Document source –

Le Liban : message ou leçon ?

Le Liban : message ou leçon ?

La visite de Jean-Paul II au Liban, en mai 1997. Photo Archives L’OLJ

« Le Liban est plus qu’un pays, c’est un message » (Pape Jean-Paul II dans une lettre apostolique du 9 septembre 1989). Ces mots souvent répétés avec tant d’autres sont aujourd’hui jugés par beaucoup comme faisant partie de ces phrases reflétant un idéal ne pouvant être réalisé vu la réalité quotidienne intolérable d’un peuple fatigué. Mais, qu’on le veuille ou non, le rôle de ce petit pays est beaucoup plus grand qu’il n’en a l’air.

Non, personne n’a abandonné le Liban. Non, la communauté internationale ne l’a pas oublié. Mais aujourd’hui ce pays est appelé à se connaître et assumer son « message ». Le Liban, message de tolérance et de paix ou le Liban leçon d’intolérance pour l’humanité. Aller d’un côté ou de l’autre n’est qu’une question d’exercice constructif ou non de liberté.

La réalité pluriculturelle et pluriconfessionnelle au Liban représente un « exercice » mondial de tolérance, d’acceptation d’autrui et d’amour si crucial que son succès menace de faire trembler les mouvements extrémistes. En effet, les modèles politique, économique, social et culturel pouvant prendre naissance dans un tel pays transcendent les limites spatiales et temporelles et peuvent servir de bases pour apprendre à détruire ces « murs de Berlin » de l’humanité. Oui, telle est la grande mission de ce peuple capable qui ne manque pas de générosité, d’ouverture et de foi intérieure lui permettant crise après crise de se remettre debout et en marche. L’histoire de l’humanité sera sûrement affectée par les choix du peuple libanais d’aujourd’hui. Le choix de dire oui ou non au vivre ensemble. Oui ou non à l’union face au séparatisme. Oui ou non à la possibilité de construire ensemble.

Extrait de données –
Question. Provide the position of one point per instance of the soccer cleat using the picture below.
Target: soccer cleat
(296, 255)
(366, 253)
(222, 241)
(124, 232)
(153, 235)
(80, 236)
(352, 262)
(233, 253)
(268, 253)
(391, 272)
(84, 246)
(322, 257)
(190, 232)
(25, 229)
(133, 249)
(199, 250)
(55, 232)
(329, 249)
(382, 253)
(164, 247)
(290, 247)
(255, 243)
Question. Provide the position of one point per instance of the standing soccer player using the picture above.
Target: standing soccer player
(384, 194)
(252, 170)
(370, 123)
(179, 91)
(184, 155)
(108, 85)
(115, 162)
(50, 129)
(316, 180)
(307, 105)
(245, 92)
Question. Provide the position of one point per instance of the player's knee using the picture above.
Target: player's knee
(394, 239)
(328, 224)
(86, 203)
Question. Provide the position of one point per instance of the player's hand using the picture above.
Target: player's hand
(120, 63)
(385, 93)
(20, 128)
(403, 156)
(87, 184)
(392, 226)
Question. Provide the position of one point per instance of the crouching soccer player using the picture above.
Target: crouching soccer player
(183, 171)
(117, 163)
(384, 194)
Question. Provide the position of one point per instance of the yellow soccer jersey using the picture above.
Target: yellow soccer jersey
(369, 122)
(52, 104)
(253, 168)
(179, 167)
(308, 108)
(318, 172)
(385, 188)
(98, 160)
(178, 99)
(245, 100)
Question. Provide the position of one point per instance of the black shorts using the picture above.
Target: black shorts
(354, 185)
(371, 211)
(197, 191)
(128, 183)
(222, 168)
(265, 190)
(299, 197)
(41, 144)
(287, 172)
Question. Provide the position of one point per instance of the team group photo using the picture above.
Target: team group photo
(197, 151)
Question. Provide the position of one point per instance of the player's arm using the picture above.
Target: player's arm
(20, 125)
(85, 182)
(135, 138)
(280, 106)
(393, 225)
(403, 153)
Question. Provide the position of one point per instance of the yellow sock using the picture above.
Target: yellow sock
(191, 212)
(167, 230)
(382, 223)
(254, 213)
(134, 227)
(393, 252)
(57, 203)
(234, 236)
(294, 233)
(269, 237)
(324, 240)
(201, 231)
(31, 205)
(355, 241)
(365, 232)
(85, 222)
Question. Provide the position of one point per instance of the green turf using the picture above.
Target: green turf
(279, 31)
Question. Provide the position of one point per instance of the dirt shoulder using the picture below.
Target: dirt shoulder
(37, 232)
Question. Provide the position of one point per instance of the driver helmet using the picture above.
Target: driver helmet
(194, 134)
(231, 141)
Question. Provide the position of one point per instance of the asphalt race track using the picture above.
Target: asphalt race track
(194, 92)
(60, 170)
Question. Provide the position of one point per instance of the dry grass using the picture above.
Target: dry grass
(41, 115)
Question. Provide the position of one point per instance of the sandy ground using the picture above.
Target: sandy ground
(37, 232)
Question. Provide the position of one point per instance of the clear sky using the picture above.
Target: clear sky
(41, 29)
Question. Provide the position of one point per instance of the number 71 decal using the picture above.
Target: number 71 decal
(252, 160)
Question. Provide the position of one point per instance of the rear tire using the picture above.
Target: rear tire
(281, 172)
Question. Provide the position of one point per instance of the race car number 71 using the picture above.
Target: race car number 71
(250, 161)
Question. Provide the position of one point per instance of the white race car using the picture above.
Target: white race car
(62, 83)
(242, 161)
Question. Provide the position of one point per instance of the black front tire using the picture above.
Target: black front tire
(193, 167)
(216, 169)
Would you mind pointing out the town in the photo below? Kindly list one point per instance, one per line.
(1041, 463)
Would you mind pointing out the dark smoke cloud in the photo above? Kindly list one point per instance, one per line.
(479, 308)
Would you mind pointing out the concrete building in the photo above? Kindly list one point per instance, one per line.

Consigne – Extrayez mot pour mot du document source sur le Liban le passage allant de « La réalité pluriculturelle » jusqu'à « de construire ensemble. » inclus. Les lignes n'ont aucun lien avec le document source.

Réponse rédigée –
La réalité pluriculturelle et pluriconfessionnelle au Liban représente un « exercice » mondial de tolérance, d’acceptation d’autrui et d’amour si crucial que son succès menace de faire trembler les mouvements extrémistes. En effet, les modèles politique, économique, social et culturel pouvant prendre naissance dans un tel pays transcendent les limites spatiales et temporelles et peuvent servir de bases pour apprendre à détruire ces « murs de Berlin » de l’humanité. Oui, telle est la grande mission de ce peuple capable qui ne manque pas de générosité, d’ouverture et de foi intérieure lui permettant crise après crise de se remettre debout et en marche. L’histoire de l’humanité sera sûrement affectée par les choix du peuple libanais d’aujourd’hui. Le choix de dire oui ou non au vivre ensemble. Oui ou non à l’union face au séparatisme. Oui ou non à la possibilité de construire ensemble.